Data drawn from a collection

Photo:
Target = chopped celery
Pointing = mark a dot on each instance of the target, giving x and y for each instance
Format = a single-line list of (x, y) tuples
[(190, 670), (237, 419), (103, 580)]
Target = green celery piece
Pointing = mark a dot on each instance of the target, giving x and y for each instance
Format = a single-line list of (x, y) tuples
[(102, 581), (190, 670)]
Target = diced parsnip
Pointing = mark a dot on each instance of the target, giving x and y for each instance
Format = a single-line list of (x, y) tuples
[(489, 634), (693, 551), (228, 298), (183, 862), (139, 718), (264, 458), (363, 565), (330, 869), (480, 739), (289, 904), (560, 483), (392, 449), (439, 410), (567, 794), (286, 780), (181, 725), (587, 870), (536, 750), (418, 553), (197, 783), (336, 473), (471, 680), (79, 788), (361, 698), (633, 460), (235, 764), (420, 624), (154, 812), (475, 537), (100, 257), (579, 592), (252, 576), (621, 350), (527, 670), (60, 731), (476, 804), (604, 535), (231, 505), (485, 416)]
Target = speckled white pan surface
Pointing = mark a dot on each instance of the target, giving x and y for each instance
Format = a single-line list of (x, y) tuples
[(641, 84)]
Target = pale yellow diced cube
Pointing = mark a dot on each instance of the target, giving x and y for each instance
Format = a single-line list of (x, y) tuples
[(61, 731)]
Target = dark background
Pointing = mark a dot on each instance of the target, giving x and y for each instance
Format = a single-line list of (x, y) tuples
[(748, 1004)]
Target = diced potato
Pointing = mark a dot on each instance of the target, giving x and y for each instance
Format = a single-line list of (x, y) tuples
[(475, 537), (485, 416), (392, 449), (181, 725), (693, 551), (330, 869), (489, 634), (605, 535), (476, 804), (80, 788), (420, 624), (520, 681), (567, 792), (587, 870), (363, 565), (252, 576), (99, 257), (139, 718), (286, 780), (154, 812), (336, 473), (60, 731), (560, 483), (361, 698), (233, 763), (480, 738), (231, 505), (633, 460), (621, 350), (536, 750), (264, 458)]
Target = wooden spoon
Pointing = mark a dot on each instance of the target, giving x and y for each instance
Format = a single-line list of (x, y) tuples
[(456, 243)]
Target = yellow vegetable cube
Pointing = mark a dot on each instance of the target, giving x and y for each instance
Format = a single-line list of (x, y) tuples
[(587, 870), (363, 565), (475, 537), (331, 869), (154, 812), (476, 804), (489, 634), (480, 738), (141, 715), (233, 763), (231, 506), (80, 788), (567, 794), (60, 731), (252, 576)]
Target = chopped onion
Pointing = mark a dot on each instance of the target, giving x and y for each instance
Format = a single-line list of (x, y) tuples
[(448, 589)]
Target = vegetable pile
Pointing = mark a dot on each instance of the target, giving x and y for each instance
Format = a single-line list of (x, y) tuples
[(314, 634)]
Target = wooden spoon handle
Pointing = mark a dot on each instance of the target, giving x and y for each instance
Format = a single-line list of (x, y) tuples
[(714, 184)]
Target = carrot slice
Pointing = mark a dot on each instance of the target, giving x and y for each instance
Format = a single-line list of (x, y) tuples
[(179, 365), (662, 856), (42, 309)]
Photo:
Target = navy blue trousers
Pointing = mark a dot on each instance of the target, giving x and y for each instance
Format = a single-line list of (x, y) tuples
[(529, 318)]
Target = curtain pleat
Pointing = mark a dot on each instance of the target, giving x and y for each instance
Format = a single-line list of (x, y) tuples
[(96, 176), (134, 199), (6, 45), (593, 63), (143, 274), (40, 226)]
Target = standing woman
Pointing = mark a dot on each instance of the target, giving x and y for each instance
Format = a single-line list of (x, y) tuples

*Exercise description*: Output the lines from the one containing "Target = green celery piece" through the one containing "[(748, 1004)]" as a Markdown table with the columns No. and Text. Number each row and skip any blank lines.

*Reply*:
| No. | Text |
|---|---|
| 1 | Target = green celery piece |
| 2 | Pointing = mark a dot on each instance of the target, giving x and y for each instance |
| 3 | Format = a single-line list of (x, y) tuples |
| 4 | [(102, 581), (190, 670)] |
| 5 | Target = diced parsnip |
| 6 | Pointing = mark a dot on each instance of the target, giving x and y for each instance |
| 7 | Format = a single-line list of (x, y) tuples |
| 8 | [(489, 634), (693, 551), (228, 298), (183, 862), (139, 718), (264, 458), (363, 565), (330, 869), (480, 739), (289, 904), (560, 483), (392, 449), (439, 410), (567, 794), (286, 780), (181, 725), (587, 870), (536, 750), (418, 553), (197, 783), (336, 473), (471, 680), (79, 788), (361, 698), (633, 460), (235, 764), (420, 624), (154, 812), (475, 537), (100, 257), (579, 592), (252, 576), (621, 350), (527, 670), (60, 731), (476, 804), (604, 535), (231, 505), (485, 416)] |
| 9 | Target = speckled white pan surface |
| 10 | Pointing = mark a dot on each instance of the target, giving x and y for each instance |
| 11 | Format = a single-line list of (x, y) tuples |
| 12 | [(641, 84)] |
| 13 | Target = pale yellow diced cube |
| 14 | Pointing = mark a dot on each instance of the target, giving x and y for each instance |
| 15 | Format = a single-line list of (x, y) tuples |
| 16 | [(61, 731)] |
| 17 | Target = dark background |
| 18 | Pointing = mark a dot on each instance of the target, giving x and y for each instance |
| 19 | Format = a single-line list of (x, y) tuples |
| 20 | [(748, 1004)] |